If we wish to provide precise predictable descriptions of service behavior for crossenterprise business protocols, we need a rich process description notation with many features reminiscent of an executable language. The key distinction between public message exchange protocols and executable internal processes is that internal processes handle data in rich private ways that need not be described in public protocols.
In thinking about the data handling aspects of business protocols it is instructive to consider the analogy with network communication protocols. Network protocols define the shape and content of the protocol envelopes that flow on the wire, and the protocol behavior they describe is driven solely by the data in these envelopes. In other words, there is a clear physical separation between protocol-relevant data and "payload" data. The separation is far less clear cut in business protocols because the protocol-relevant data tends to be embedded in other application data.
BPEL4WS uses a notion of message properties to identify protocol-relevant data embedded in messages. Properties can be viewed as "transparent" data relevant to public aspects as opposed to the "opaque" data that internal/private functions use. Transparent data affects the public business protocol in a direct way, whereas opaque data is significant primarily to back-end systems and affects the business protocol only by creating nondeterminism because the way it affects decisions is opaque. We take it as a principle that any data that is used to affect the behavior of a business protocol must be transparent and hence viewed as a property.
The implicit effect of opaque data manifests itself through nondeterminism in the behavior of services involved in business protocols. Consider the example of a purchasing protocol. The seller has a service that receives a purchase order and responds with either acceptance or rejection based on a number of criteria, including availability of the goods and the credit of the buyer. Obviously, the decision processes are opaque, but the fact of the decision must be reflected as behavior alternatives in the external business protocol. In other words, the protocol requires something like a switch activity in the behavior of the seller's service but the selection of the branch taken is nondeterministic. Such nondeterminism can be modeled by allowing the assignment of a nondeterministic or opaque value to a message property, typically from an enumerated set of possibilities. The property can then be used in defining conditional behavior that captures behavioral alternatives without revealing actual decision processes. BPEL4WS explicitly allows the use of nondeterministic data values to make it possible to capture the essence of public behavior while hiding private aspects.

#### Request A
According to the business protocols text, what does BPEL4WS use to identify protocol-relevant data embedded in messages?
#### Request B
Rewrite the business protocols text between "If we wish to" and "in public protocols.", inclusive, with "notation" changed to "formalism".
#### Request C
Which words or terms does the business protocols text place in quotation marks?

#### Recorded data
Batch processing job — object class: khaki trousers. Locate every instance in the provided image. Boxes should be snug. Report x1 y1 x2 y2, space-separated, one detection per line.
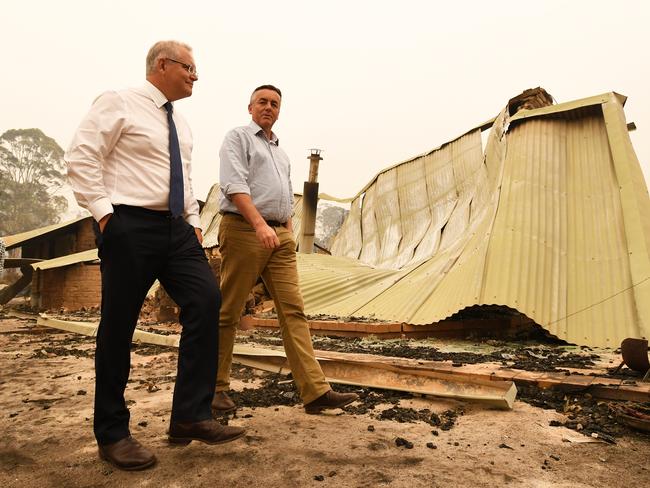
216 214 330 403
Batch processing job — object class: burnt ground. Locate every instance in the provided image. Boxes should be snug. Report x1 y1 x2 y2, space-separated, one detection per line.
0 311 650 486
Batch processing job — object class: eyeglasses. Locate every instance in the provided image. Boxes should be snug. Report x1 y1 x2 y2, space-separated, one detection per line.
165 58 199 76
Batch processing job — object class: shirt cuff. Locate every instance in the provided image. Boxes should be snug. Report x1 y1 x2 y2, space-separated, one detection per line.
88 198 113 222
224 183 251 196
187 215 201 229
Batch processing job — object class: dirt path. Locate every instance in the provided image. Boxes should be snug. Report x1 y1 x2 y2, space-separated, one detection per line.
0 317 650 488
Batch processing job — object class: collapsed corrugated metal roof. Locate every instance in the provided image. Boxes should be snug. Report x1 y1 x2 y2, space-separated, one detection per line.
202 90 650 346
299 93 650 346
32 249 99 269
2 216 91 250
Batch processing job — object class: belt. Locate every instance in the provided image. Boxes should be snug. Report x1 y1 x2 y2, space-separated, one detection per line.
113 205 182 219
219 210 287 227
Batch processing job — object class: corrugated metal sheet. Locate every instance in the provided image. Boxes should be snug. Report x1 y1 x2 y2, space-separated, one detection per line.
299 93 650 346
2 217 91 250
32 249 99 269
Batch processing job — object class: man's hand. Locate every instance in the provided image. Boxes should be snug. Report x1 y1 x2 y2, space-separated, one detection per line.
230 193 280 249
255 221 280 249
97 213 113 234
194 227 203 244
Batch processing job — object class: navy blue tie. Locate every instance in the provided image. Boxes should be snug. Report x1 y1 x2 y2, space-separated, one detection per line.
165 102 185 217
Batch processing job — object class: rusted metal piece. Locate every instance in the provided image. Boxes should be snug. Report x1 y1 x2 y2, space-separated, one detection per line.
614 402 650 432
621 337 650 374
0 260 34 305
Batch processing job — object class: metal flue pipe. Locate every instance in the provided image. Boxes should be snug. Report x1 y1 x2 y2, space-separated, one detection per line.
298 149 323 254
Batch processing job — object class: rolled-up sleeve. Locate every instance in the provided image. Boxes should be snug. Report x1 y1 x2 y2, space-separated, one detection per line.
219 130 251 200
64 92 126 221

#### Written answer A
It uses a notion of message properties.

#### Written answer B
If we wish to provide precise predictable descriptions of service behavior for crossenterprise business protocols, we need a rich process description formalism with many features reminiscent of an executable language. The key distinction between public message exchange protocols and executable internal processes is that internal processes handle data in rich private ways that need not be described in public protocols.

#### Written answer C
payload, transparent, opaque